### DESCRIPTION OF THE TASK
Render every one of the records below as a numbered list, omitting any blank lines.

### RECORDS FOR PROCESSING

————————

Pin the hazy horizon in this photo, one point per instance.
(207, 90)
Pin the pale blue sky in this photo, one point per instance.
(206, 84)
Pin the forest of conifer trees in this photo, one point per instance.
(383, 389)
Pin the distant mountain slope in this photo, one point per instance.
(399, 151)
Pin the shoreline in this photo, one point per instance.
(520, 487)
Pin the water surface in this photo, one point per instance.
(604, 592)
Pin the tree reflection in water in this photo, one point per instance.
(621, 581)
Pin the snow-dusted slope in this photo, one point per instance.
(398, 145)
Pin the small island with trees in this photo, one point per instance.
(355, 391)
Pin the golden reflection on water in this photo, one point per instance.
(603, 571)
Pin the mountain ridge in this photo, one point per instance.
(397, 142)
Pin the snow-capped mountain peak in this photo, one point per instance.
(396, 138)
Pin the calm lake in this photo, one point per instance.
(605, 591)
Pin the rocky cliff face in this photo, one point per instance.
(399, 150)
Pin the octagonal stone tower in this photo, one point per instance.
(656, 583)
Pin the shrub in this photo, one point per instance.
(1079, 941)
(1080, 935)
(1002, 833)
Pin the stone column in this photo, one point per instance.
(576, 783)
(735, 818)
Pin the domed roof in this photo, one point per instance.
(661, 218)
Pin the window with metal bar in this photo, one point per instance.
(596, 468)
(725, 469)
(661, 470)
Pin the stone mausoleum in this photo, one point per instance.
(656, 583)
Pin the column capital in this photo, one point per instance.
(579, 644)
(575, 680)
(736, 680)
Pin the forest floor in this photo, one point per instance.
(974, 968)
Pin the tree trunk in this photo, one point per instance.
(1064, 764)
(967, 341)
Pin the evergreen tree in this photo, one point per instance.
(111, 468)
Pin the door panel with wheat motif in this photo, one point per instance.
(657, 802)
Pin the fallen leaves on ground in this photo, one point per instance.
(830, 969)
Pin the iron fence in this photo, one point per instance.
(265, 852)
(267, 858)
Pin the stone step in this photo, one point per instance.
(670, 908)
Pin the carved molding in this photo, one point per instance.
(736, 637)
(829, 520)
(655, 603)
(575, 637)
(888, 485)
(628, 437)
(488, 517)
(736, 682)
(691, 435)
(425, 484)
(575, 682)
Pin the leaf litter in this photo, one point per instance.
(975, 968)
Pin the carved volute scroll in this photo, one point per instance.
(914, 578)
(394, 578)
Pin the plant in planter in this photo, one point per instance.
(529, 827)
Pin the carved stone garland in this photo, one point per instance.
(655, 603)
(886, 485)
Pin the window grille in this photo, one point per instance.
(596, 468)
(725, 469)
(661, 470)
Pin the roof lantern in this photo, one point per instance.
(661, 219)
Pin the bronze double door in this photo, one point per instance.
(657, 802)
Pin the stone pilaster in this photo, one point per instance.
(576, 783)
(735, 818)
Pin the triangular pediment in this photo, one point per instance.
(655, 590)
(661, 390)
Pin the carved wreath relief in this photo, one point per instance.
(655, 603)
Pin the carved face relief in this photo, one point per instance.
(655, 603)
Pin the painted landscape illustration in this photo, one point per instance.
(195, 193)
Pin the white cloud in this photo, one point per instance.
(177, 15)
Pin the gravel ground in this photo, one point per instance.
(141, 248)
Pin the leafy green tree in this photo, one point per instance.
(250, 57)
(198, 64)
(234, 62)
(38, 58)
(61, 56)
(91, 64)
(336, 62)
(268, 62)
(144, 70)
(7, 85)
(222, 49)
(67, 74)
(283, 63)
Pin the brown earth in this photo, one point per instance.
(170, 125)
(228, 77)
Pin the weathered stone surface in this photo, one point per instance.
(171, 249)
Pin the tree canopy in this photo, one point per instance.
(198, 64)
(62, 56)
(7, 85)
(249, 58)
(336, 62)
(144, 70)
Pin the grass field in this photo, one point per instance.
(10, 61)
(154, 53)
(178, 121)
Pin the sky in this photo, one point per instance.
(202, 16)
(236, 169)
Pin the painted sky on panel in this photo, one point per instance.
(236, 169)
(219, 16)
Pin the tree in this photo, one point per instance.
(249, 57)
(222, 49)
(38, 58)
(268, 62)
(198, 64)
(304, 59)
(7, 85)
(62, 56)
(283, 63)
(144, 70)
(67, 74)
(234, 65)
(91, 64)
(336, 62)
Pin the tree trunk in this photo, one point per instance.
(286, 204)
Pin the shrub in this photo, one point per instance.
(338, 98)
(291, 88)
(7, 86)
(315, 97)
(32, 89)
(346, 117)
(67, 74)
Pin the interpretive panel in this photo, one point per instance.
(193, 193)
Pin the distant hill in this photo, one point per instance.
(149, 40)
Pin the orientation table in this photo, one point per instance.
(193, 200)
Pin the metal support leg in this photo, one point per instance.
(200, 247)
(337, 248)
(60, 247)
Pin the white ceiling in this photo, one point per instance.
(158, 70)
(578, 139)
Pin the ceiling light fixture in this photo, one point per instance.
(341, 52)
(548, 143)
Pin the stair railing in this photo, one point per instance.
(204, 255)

————————

### SOLUTION TO THE EXERCISE
1. Pin the hazy horizon in this photo, one point per instance.
2. (207, 90)
3. Pin the pale blue sky in this photo, one point per instance.
4. (206, 84)
5. Pin the forest of conifer trees in this photo, one point per instance.
6. (383, 389)
7. Pin the distant mountain slope in this photo, one point per instance.
8. (399, 151)
9. Pin the shoreline in this photo, one point per instance.
10. (520, 487)
11. Pin the water surface in this photo, one point per instance.
12. (604, 592)
13. Pin the tree reflection in water in this photo, one point per instance.
14. (621, 581)
15. Pin the snow-dusted slope in this photo, one point per instance.
16. (398, 145)
17. Pin the small island with trees in this photo, one point per instance.
18. (355, 391)
19. Pin the golden reflection on water in this photo, one point per instance.
20. (603, 571)
21. Pin the mountain ridge in this photo, one point per instance.
22. (397, 142)
23. Pin the snow-capped mountain peak in this photo, one point per instance.
24. (396, 138)
25. Pin the calm lake in this photo, one point per instance.
26. (605, 591)
27. Pin the rocky cliff face in this photo, one point per instance.
28. (399, 150)
29. Pin the octagonal stone tower in this photo, one point per instance.
30. (656, 583)
31. Pin the shrub in this photo, one point per instance.
32. (1079, 941)
33. (1080, 935)
34. (1002, 833)
35. Pin the stone column in this photo, one point per instance.
36. (576, 783)
37. (735, 818)
38. Pin the domed roof in this photo, one point per instance.
39. (661, 218)
40. Pin the window with metal bar in this photo, one point per instance.
41. (596, 468)
42. (725, 469)
43. (661, 470)
44. Pin the stone mausoleum in this photo, one point per instance.
45. (656, 583)
46. Pin the column capital in this photo, one point per instance.
47. (579, 644)
48. (575, 680)
49. (736, 680)
50. Pin the forest floor in this photo, one point per instance.
51. (974, 968)
52. Pin the tree trunk in this photo, one point per instance.
53. (1064, 764)
54. (967, 341)
55. Pin the evergreen tree in this photo, one point per instance.
56. (111, 468)
57. Pin the door panel with wheat motif in this photo, one point per instance.
58. (657, 802)
59. Pin the fallen leaves on ground in this photo, one point per instance.
60. (830, 969)
61. Pin the iron fence in this photo, one point per instance.
62. (265, 852)
63. (267, 858)
64. Pin the stone step in this photo, one point per instance.
65. (670, 908)
66. Pin the carved molding in this photo, one point per instance.
67. (736, 637)
68. (829, 520)
69. (655, 603)
70. (575, 637)
71. (888, 485)
72. (628, 437)
73. (488, 517)
74. (736, 682)
75. (691, 435)
76. (425, 484)
77. (575, 682)
78. Pin the leaf litter in this photo, one point per instance.
79. (975, 968)
80. Pin the carved volute scroll in this photo, one point per instance.
81. (914, 578)
82. (394, 578)
83. Pin the plant in planter in this photo, one point per instance.
84. (529, 827)
85. Pin the carved stone garland in this photo, one point per instance.
86. (655, 603)
87. (886, 485)
88. Pin the window grille in this photo, one point per instance.
89. (596, 468)
90. (725, 469)
91. (661, 470)
92. Pin the roof lantern in this photo, one point per instance.
93. (661, 219)
94. Pin the bronze double door in this photo, one point per instance.
95. (657, 802)
96. Pin the stone pilaster in this photo, one point per instance.
97. (576, 783)
98. (735, 818)
99. Pin the triangular pediment in this photo, one point per instance.
100. (655, 590)
101. (661, 390)
102. Pin the carved wreath relief in this photo, one point per instance.
103. (655, 603)
104. Pin the carved face relief in this photo, one point per instance.
105. (655, 603)
106. Pin the painted landscape illustration in this photo, one point per instance.
107. (195, 193)
108. Pin the white cloud in this photo, one point per instance.
109. (177, 15)
110. Pin the gravel ground in this photo, one point per instance.
111. (141, 248)
112. Pin the leafy green tree in this photo, one point per instance.
113. (250, 57)
114. (198, 64)
115. (234, 62)
116. (38, 58)
117. (61, 56)
118. (91, 64)
119. (336, 62)
120. (268, 62)
121. (144, 70)
122. (7, 85)
123. (222, 49)
124. (67, 74)
125. (283, 63)
126. Pin the brown earth in this photo, one point per instance.
127. (170, 125)
128. (228, 77)
129. Pin the weathered stone surface in this photo, one point per instance.
130. (171, 249)
131. Pin the tree canopy in this photo, one point per instance.
132. (198, 64)
133. (62, 56)
134. (7, 85)
135. (249, 58)
136. (336, 62)
137. (144, 70)
138. Pin the grass field in this photo, one point per instance.
139. (10, 61)
140. (154, 53)
141. (178, 121)
142. Pin the sky in this photo, one point per instance.
143. (202, 16)
144. (236, 169)
145. Pin the painted sky on panel in this photo, one point per instance.
146. (236, 169)
147. (219, 16)
148. Pin the tree in this photo, one point per instance.
149. (249, 57)
150. (222, 49)
151. (38, 58)
152. (268, 62)
153. (198, 64)
154. (304, 59)
155. (7, 85)
156. (62, 56)
157. (283, 63)
158. (144, 70)
159. (67, 74)
160. (234, 65)
161. (91, 64)
162. (336, 62)
163. Pin the tree trunk in this photo, one point per instance.
164. (286, 204)
165. Pin the shrub in this photo, one point per instance.
166. (338, 98)
167. (291, 88)
168. (7, 86)
169. (315, 97)
170. (32, 89)
171. (346, 117)
172. (67, 74)
173. Pin the interpretive panel in this photo, one point per instance.
174. (193, 193)
175. Pin the distant hill in this photo, one point per instance.
176. (149, 40)
177. Pin the orientation table in this photo, one point per instance.
178. (193, 200)
179. Pin the metal support leg in this photo, one point per instance.
180. (200, 247)
181. (337, 248)
182. (60, 247)
183. Pin the white ceiling in this photo, one point per instance.
184. (158, 70)
185. (578, 139)
186. Pin the ceiling light fixture in this photo, one point per instance.
187. (341, 52)
188. (548, 143)
189. Pin the stair railing in this photo, one point per instance.
190. (204, 255)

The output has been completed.